» **What the task requires**
Once the pictures are set aside, repeat all of the data below exactly.

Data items
━━━━━━━━━━━━━━━━

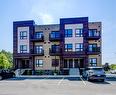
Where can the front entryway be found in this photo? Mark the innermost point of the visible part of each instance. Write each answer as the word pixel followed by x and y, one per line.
pixel 73 66
pixel 22 63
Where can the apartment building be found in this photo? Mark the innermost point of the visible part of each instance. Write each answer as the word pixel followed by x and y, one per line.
pixel 74 43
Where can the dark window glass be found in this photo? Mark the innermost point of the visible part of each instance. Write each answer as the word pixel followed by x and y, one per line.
pixel 68 32
pixel 55 34
pixel 39 62
pixel 38 35
pixel 55 62
pixel 79 47
pixel 70 63
pixel 78 32
pixel 68 47
pixel 93 47
pixel 23 48
pixel 93 61
pixel 38 49
pixel 55 48
pixel 93 32
pixel 23 34
pixel 65 65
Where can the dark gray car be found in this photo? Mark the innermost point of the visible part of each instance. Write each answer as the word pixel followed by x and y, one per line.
pixel 94 73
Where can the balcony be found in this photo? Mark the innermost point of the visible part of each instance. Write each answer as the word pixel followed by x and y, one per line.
pixel 54 38
pixel 73 54
pixel 93 34
pixel 55 52
pixel 93 37
pixel 95 51
pixel 37 39
pixel 37 53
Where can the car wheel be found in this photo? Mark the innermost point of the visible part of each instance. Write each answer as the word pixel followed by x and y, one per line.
pixel 88 78
pixel 13 75
pixel 0 77
pixel 102 80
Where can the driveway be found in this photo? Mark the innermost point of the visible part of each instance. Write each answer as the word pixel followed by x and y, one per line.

━━━━━━━━━━━━━━━━

» **Response to this task**
Where can the front entryway be found in this photo? Mark the innermost point of the visible part of each instance. Write each answer as the word pixel followed by x and y, one per line.
pixel 73 66
pixel 22 63
Where can the apartment building be found in this photo? Mark the innermost point of the visible part of each instance. Write each answer as the word pixel followed by x and y, one per line.
pixel 74 43
Where can the dark window glass be found in this photo? Mark the innermost point of the visible part of each instance. Write each answer as the word pixel followed by x and y, one per line.
pixel 68 32
pixel 55 34
pixel 39 62
pixel 38 35
pixel 55 62
pixel 79 47
pixel 70 63
pixel 78 32
pixel 68 47
pixel 93 47
pixel 23 48
pixel 93 61
pixel 38 49
pixel 55 48
pixel 93 32
pixel 23 34
pixel 65 65
Where can the dark gray car be found in this photo? Mark the innermost point of the visible part of each instance. Write each answer as the word pixel followed by x and y, one per line.
pixel 94 73
Where can the balcony be found in this photo? Mark the innermost point of the visible part of each instance. Write each answer as the word pixel followed by x and y, one per line.
pixel 54 38
pixel 73 54
pixel 93 34
pixel 55 52
pixel 93 37
pixel 95 51
pixel 37 39
pixel 37 53
Where can the car wheel be found in this photo? Mark the innermost point of the visible part of each instance. Write each answer as the word pixel followed by x and y, one per line.
pixel 88 78
pixel 13 75
pixel 0 77
pixel 102 80
Where can the driveway be found in this photo? Mark the innermost point of the visible part of each instance. Write each answer as the word pixel followed by x and y, one per line.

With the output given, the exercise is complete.